Swap every "photo" in the data below for "image" and keep everything else the same. Leave the pictures out of your copy.

────────

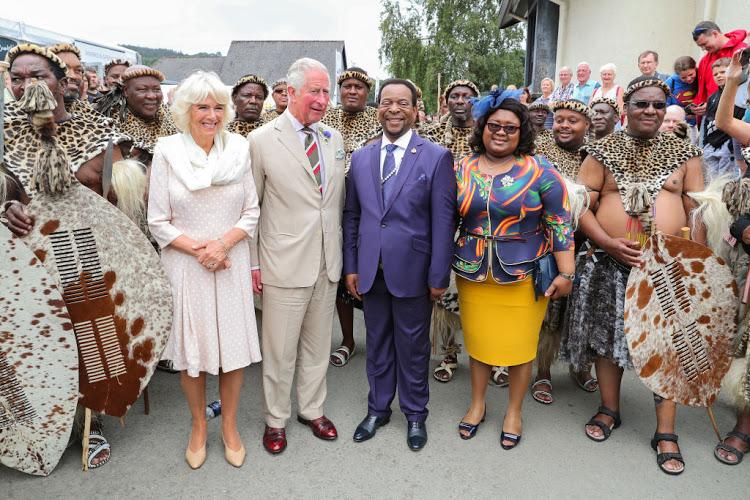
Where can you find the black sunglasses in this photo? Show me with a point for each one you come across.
(508, 129)
(646, 104)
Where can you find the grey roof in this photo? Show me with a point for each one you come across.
(267, 58)
(177, 68)
(272, 58)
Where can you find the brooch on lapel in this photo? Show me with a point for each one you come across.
(326, 134)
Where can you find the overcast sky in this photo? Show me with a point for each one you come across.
(209, 26)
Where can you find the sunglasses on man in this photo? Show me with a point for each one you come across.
(646, 104)
(508, 129)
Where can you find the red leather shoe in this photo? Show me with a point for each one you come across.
(322, 428)
(274, 440)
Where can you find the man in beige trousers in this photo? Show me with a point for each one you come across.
(298, 165)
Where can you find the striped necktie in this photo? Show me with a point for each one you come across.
(311, 149)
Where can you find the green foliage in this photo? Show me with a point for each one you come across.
(150, 55)
(456, 39)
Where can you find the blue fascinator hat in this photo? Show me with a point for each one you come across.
(480, 107)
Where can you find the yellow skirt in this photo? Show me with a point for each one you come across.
(500, 322)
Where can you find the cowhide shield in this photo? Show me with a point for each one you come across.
(38, 363)
(680, 313)
(115, 290)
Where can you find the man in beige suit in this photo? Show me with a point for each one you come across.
(298, 165)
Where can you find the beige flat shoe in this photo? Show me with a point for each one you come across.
(195, 458)
(235, 458)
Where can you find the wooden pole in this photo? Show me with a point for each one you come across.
(438, 94)
(685, 233)
(85, 443)
(146, 404)
(3, 67)
(713, 422)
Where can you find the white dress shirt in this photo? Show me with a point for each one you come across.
(303, 137)
(398, 153)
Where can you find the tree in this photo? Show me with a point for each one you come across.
(453, 38)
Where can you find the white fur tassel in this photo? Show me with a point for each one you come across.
(129, 183)
(579, 201)
(733, 384)
(713, 214)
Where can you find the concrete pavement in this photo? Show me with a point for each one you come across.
(554, 459)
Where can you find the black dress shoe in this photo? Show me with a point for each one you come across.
(367, 428)
(416, 436)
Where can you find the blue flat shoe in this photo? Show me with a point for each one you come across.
(514, 438)
(470, 429)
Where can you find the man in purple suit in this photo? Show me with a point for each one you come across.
(399, 222)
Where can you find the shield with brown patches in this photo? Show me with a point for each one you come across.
(115, 291)
(38, 363)
(680, 311)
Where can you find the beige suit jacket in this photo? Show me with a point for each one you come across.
(296, 224)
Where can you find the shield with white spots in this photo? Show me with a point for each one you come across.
(115, 290)
(680, 314)
(38, 362)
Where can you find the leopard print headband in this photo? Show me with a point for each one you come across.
(64, 47)
(573, 105)
(642, 84)
(251, 79)
(30, 48)
(115, 62)
(139, 70)
(359, 75)
(539, 105)
(461, 83)
(605, 100)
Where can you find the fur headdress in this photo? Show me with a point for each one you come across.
(250, 79)
(280, 81)
(356, 73)
(30, 48)
(573, 105)
(461, 83)
(642, 83)
(539, 105)
(605, 100)
(64, 47)
(140, 70)
(115, 62)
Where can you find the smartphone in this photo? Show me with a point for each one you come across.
(745, 57)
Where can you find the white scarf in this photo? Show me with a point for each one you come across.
(226, 162)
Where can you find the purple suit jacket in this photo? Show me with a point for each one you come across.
(413, 234)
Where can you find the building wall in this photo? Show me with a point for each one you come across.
(616, 31)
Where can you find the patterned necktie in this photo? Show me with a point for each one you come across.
(311, 149)
(389, 172)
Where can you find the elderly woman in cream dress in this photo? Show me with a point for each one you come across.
(202, 207)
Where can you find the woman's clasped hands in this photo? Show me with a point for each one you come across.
(212, 254)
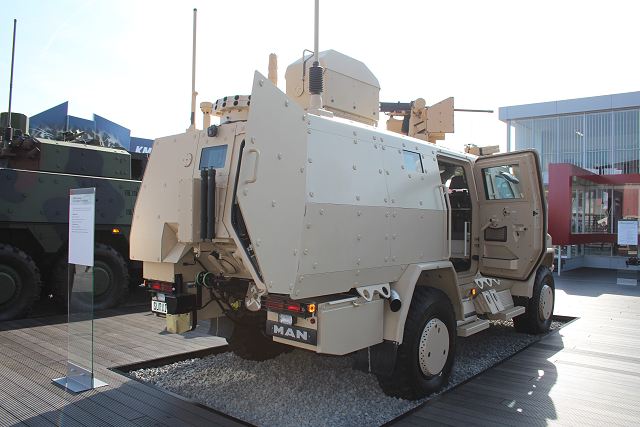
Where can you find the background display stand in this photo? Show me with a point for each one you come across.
(80, 293)
(628, 235)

────────

◆ **Answer to the task**:
Where can you find the black sunglasses in this image? Show me with a point for each one you come across.
(508, 129)
(646, 104)
Where can you find the grey roof in this image? Show me with a point for each one you come across.
(267, 58)
(177, 68)
(272, 58)
Where can you find the brooch on lapel in this image? Show me with a point for each one you come across.
(326, 134)
Where can you find the overcast sky in this image? Show me with a point for each one you come across.
(209, 26)
Where can you find the sunglasses on man in this image? Show me with a point for each one you come across.
(646, 104)
(508, 129)
Where can you find the red leather shoe in this image? Show me with a point for each one you come across.
(322, 428)
(274, 440)
Where can you find the man in beige trousers in this image? Show me with a point for each one you come across.
(298, 165)
Where can you find the striped necktie in this image? Show me with a point for each one you come across.
(311, 149)
Where can you find the green foliage in this image? Show me with a point for each one you come across.
(150, 55)
(456, 39)
Where can you find the blue fascinator hat in this image? Show me with a point for each one you come across.
(480, 107)
Where can you find the yellow skirt in this image? Show me with a point for each one you come across.
(500, 322)
Where can you find the cowhide shield in this image? Show me with a point for each one you come across.
(38, 363)
(680, 313)
(115, 290)
Where can you find the man in beige suit in this image? Show me with a point for each one you come across.
(298, 165)
Where can you find the beige flat shoe in this image? Show me with a point for each one you come across.
(195, 458)
(235, 458)
Where can you find the wooden pole in this image? Show me with a point for each one you come across.
(438, 94)
(685, 233)
(85, 443)
(146, 404)
(3, 67)
(713, 422)
Where can you find the white dress shirt in this image? Show me with a point for each one you come across.
(303, 137)
(398, 153)
Where can you find the tree in this image? Show me with a point for each one you come across.
(453, 38)
Where can you find the white fur tassel in this image? Show me with a point for each one you come across.
(129, 183)
(579, 201)
(733, 384)
(713, 214)
Where can you find the concrete pavement in this image? Show me with a point for each one you come across.
(554, 459)
Where can you find the black dress shoe in this image? Show me with a point for each one you come across.
(367, 428)
(416, 436)
Where can you find the blue flat shoe in this image? Show me with a point for each one you come across.
(514, 438)
(470, 429)
Where can you find the man in purple suit in this image? Show me with a point for each one you come across.
(399, 222)
Where can you find the shield with brown patches in this image? Show me with a point for each one you come across.
(115, 291)
(38, 363)
(680, 311)
Where can you find the beige suit jacket in this image? Show me with a point for each one you come across.
(296, 224)
Where can you find the shield with white spots in this image? Show me with a point for each one you come across.
(115, 290)
(680, 314)
(38, 362)
Where can you find the leopard print headband in this image? Show me with a point for each one you come across.
(64, 47)
(573, 105)
(642, 84)
(251, 79)
(30, 48)
(115, 62)
(139, 70)
(359, 75)
(539, 105)
(461, 83)
(605, 100)
Where can you find the fur headdress in this image? Show me with a point for each one you come across.
(250, 79)
(280, 81)
(356, 73)
(30, 48)
(573, 105)
(461, 83)
(642, 83)
(539, 105)
(605, 100)
(64, 47)
(140, 70)
(115, 62)
Where can you find the smartphone in this image? Show me with a point for each one you come across.
(745, 57)
Where can you find the white scarf in this image? Show me with a point for each one you come across.
(226, 162)
Where can you find the purple suit jacket in this image? Show me with a point for each one you come across.
(413, 234)
Where can you find the building wall in this image? Show me with a point for each one you come across.
(616, 31)
Where can you find the patterned necktie in this image? Show me with a point for each one you come across.
(311, 149)
(389, 172)
Where can you find the elderly woman in cream dress in this image? Show me with a point for each one you come across.
(202, 207)
Where can you find the woman's clasped hands in this image? Show me with a point for each one you come across.
(212, 254)
Where can you find the background display stand in this image? Show me with a point for each one you come across.
(80, 293)
(628, 235)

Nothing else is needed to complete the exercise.